> _Items_
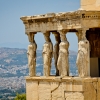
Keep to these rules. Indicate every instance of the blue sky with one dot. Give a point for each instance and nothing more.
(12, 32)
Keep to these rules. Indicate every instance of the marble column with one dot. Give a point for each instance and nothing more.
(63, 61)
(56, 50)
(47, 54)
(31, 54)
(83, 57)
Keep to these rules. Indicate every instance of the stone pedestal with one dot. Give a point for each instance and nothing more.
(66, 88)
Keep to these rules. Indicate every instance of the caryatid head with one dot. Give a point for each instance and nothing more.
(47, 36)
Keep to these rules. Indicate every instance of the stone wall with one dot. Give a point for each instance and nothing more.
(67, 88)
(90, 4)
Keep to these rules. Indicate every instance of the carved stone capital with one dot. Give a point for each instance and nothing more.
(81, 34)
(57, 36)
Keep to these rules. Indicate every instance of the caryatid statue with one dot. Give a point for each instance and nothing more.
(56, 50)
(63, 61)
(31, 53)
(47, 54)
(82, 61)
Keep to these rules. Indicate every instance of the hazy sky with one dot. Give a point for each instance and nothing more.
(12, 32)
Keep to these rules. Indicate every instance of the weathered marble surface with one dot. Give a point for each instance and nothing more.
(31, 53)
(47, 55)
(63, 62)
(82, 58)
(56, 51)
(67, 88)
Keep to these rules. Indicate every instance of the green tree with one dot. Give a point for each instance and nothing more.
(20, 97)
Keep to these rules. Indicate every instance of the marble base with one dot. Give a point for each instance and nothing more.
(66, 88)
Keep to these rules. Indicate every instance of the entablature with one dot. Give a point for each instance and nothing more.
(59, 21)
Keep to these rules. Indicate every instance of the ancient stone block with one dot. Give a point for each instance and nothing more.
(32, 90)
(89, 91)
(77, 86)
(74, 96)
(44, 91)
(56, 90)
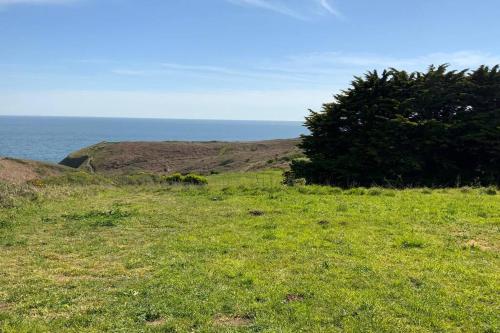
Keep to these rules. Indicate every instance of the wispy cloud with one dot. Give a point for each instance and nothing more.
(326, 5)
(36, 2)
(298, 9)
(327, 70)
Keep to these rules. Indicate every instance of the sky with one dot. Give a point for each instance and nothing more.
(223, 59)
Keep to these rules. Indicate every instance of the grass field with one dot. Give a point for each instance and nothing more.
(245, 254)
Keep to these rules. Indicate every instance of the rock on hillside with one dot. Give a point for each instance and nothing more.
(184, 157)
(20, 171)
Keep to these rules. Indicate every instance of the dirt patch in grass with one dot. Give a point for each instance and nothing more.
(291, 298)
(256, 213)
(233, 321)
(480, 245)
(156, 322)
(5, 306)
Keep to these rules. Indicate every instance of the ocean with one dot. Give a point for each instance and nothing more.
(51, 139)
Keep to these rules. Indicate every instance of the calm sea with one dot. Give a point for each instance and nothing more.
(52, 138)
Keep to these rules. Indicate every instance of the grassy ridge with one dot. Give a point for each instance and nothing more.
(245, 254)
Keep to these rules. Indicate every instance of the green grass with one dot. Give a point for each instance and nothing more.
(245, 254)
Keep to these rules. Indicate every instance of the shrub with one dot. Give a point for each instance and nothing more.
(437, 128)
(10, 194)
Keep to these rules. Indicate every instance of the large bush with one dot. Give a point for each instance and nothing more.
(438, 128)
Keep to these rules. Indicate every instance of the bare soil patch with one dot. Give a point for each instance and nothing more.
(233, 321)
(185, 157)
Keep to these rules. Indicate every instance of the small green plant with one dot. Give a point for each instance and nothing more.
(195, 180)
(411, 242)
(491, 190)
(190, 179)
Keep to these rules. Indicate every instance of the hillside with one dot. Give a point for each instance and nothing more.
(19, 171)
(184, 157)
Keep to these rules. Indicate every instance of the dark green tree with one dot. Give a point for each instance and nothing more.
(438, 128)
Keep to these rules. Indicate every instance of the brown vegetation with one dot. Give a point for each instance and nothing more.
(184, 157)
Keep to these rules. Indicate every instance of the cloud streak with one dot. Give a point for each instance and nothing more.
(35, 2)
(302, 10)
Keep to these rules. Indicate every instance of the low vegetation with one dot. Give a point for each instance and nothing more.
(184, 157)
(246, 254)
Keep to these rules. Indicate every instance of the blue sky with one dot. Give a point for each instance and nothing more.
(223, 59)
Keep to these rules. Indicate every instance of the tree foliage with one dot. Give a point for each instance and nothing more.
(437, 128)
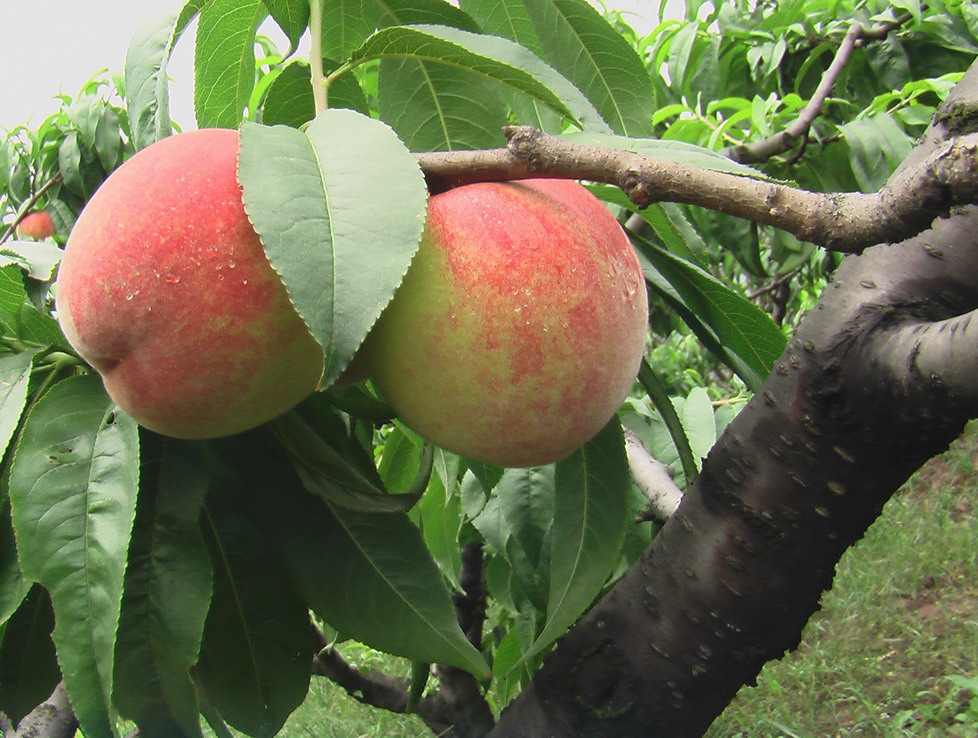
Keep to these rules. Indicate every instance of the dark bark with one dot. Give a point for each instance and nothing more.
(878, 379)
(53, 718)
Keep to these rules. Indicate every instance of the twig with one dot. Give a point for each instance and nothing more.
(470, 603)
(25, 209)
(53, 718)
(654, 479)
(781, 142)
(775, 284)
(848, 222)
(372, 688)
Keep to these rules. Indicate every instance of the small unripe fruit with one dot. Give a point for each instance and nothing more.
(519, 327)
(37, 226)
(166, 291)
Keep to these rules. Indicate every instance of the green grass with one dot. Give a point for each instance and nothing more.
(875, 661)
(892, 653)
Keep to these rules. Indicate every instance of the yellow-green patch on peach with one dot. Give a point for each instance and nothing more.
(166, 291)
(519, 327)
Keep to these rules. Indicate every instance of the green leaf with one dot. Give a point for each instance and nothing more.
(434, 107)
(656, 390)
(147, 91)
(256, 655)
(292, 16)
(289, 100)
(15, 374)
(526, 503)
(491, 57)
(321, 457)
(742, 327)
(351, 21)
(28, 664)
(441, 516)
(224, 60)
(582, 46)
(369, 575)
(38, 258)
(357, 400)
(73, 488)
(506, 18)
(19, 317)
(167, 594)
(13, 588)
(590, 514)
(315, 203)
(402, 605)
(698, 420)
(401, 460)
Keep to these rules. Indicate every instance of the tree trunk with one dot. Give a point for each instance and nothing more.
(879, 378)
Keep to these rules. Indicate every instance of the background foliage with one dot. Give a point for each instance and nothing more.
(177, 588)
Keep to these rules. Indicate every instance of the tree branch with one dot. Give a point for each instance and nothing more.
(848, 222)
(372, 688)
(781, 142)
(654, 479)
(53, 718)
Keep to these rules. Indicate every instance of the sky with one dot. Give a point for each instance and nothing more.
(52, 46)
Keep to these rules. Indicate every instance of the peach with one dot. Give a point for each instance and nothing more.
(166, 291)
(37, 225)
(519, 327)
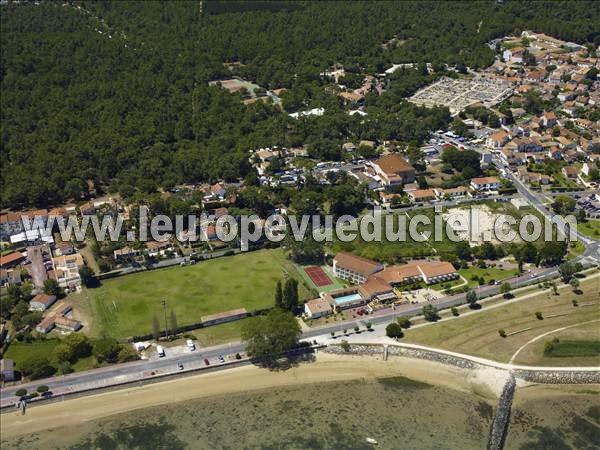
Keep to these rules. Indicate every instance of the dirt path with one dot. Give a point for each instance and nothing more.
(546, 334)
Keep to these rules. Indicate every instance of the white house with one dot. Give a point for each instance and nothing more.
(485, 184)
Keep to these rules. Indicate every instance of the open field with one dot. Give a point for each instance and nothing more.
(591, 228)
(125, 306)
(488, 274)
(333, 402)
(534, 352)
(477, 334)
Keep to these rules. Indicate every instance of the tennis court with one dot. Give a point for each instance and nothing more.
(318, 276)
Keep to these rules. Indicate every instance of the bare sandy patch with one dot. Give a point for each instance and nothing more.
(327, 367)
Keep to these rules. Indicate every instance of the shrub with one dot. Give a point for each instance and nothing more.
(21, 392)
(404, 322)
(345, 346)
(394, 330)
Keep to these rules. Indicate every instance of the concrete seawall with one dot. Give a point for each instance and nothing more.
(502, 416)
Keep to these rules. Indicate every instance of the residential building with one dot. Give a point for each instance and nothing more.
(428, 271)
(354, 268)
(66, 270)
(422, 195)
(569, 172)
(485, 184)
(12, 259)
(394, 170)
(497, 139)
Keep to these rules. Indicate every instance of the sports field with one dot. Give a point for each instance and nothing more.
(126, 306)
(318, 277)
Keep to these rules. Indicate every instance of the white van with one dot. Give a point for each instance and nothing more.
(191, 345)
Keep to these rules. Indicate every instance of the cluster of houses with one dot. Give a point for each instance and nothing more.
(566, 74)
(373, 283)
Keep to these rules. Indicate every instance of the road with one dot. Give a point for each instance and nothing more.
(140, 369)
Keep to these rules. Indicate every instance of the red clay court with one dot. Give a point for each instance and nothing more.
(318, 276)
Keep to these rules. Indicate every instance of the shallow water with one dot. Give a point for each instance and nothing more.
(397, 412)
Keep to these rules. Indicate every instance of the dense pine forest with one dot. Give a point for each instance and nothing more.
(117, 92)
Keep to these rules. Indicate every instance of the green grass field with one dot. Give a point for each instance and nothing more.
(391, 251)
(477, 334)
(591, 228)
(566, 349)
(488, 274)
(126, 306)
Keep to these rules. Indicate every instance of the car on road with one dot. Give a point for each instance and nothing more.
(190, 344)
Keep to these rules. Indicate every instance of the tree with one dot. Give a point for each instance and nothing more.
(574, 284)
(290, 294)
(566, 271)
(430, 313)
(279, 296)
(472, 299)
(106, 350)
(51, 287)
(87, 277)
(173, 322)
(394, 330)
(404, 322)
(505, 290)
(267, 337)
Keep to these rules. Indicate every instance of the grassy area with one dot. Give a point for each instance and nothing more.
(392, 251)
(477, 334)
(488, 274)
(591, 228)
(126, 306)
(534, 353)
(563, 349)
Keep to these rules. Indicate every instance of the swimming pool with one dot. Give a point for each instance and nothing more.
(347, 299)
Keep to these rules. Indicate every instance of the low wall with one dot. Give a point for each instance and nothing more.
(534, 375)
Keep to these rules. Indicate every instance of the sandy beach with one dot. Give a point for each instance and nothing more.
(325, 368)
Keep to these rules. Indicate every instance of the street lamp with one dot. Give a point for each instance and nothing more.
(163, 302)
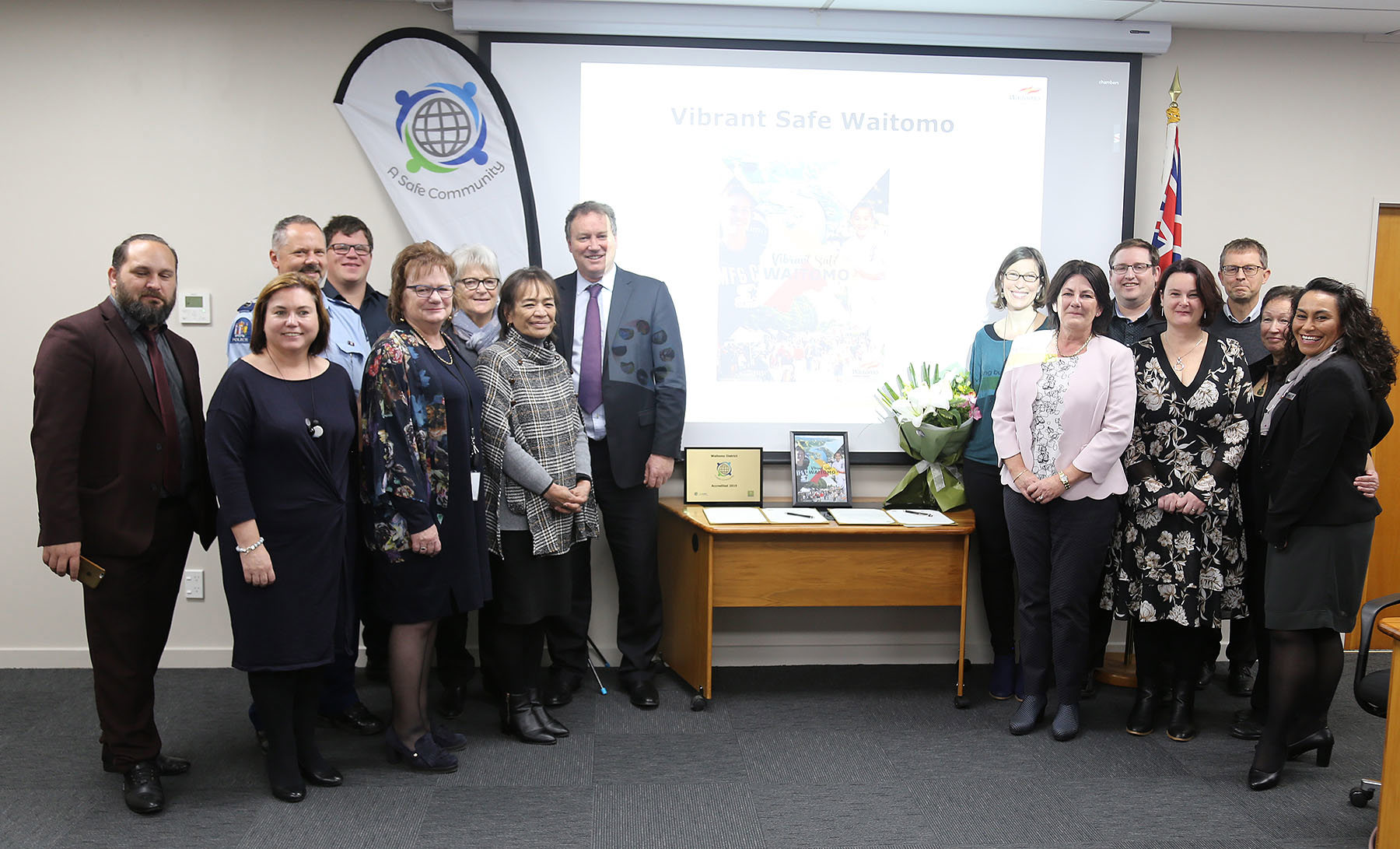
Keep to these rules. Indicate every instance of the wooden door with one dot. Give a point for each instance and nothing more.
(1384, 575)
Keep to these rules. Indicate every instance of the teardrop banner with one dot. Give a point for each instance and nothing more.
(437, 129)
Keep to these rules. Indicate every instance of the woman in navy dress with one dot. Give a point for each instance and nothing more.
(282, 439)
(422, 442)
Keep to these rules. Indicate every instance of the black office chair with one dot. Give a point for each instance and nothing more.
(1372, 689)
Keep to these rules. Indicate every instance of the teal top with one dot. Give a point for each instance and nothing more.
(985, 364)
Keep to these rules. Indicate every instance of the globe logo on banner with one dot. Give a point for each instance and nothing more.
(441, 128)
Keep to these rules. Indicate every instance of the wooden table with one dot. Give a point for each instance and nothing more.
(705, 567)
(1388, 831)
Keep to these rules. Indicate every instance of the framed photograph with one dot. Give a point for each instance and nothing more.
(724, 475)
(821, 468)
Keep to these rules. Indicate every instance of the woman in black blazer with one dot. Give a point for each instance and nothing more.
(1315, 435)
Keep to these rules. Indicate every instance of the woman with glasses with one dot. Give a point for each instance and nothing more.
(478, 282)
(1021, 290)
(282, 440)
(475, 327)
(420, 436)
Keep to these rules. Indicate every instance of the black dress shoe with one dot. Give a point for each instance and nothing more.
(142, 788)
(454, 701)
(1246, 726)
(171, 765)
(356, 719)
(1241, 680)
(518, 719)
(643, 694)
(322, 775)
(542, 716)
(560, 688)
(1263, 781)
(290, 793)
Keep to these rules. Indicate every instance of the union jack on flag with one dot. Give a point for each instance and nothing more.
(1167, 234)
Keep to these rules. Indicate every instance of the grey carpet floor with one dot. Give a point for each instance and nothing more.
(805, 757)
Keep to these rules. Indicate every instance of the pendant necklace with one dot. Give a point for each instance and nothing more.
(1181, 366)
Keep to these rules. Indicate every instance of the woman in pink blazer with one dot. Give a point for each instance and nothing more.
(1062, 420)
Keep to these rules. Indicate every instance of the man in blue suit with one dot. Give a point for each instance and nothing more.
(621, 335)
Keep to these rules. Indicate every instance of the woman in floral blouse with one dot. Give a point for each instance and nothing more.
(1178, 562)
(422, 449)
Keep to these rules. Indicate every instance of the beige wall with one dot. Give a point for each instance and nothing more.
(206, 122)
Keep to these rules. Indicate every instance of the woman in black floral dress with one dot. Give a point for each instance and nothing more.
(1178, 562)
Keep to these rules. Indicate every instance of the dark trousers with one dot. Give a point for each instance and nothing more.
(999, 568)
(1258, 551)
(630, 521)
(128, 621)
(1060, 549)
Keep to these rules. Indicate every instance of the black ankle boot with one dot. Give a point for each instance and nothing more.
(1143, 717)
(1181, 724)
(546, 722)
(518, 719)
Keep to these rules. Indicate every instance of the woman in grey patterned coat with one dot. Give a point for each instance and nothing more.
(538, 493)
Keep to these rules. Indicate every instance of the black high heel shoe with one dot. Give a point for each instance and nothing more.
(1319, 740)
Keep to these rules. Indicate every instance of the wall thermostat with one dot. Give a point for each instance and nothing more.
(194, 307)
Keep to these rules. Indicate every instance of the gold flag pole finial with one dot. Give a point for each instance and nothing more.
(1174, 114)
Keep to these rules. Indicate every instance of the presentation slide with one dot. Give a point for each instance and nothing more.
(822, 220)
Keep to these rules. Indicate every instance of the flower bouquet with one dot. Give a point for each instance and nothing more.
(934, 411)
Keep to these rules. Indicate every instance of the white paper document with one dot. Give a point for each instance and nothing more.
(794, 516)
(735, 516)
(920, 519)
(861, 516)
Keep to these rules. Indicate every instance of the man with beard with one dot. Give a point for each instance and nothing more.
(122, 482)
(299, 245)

> _Goal_
Starting with the line that contains "Keep to these rules. Indicate every instance of the beige", print each line through the last one in the listing. Include both end lines and add nothing.

> _Result_
Keep to these rules. Indicate every instance of the beige wall with one dot. Give a point for each instance and nothing more.
(206, 122)
Keep to these rules. Indicate every instance of the woman in black floral dress with one dot. Give a point for each instance and nothing more.
(1178, 562)
Keep to these rules. Indicate every instance of the dark trousers with one dot. Give a point for each instance and nothing more.
(999, 568)
(1258, 551)
(630, 521)
(128, 621)
(1060, 549)
Keep to these rules. Indicate every instance of the black ankle boot with one dot. Give a point for each instance and nothing more.
(1143, 717)
(1181, 724)
(546, 722)
(518, 719)
Keep to these rules. Indicate every instance of the woman in grey patterned coat with one dot. Give a point for each instance and nothing more.
(538, 493)
Keep to these rules. Indicate every instance of the black high heel shoe with one dot. Give a point for each instance and nothing more.
(1319, 740)
Keep to these rules. Indicate every instance of the wall thermostat with one dot. Give a point for each instance and nothing more.
(194, 307)
Keep to these rules. Indicate every instance of the gold flag pole finial with one dot. Give a point for each instance and nothing more.
(1174, 114)
Keep to these rules. Indicate every instance of the presentation slide with one dot. Give a point for each instance and nothing more.
(822, 220)
Keep to these rules. Indicate every instance of the flower bouquet with one dot. Give a point for each instance and nothing more.
(934, 411)
Keep to these rules. Indicate every instance of the white paper document with one dot. Give a point for each instance and nothing more.
(794, 516)
(735, 516)
(920, 519)
(861, 516)
Keep to these rules. Indicate every instance of the man with beard with one dot. Give a point for each instance and nothing more.
(122, 482)
(299, 245)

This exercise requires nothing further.